(What is expected) Retype all of the rows below, character for character, without changing anything.

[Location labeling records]
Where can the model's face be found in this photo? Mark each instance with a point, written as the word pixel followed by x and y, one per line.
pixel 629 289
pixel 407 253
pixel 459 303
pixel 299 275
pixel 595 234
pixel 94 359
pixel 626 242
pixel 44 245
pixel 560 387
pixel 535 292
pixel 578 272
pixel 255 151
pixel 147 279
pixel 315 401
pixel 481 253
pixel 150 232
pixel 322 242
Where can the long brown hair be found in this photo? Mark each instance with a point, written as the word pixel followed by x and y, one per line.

(Result for this exercise)
Where can the model's face be found in this photo? Mark each instance with a point, written as the word pixel followed by x and y, one per line.
pixel 629 289
pixel 407 253
pixel 459 303
pixel 299 275
pixel 595 234
pixel 94 359
pixel 626 242
pixel 44 245
pixel 560 387
pixel 535 292
pixel 578 272
pixel 255 151
pixel 147 279
pixel 315 401
pixel 481 253
pixel 150 232
pixel 322 242
Where can the long brown hair be found in this photo? Mark each instance with a point, written as the word pixel followed by x and y, one per line.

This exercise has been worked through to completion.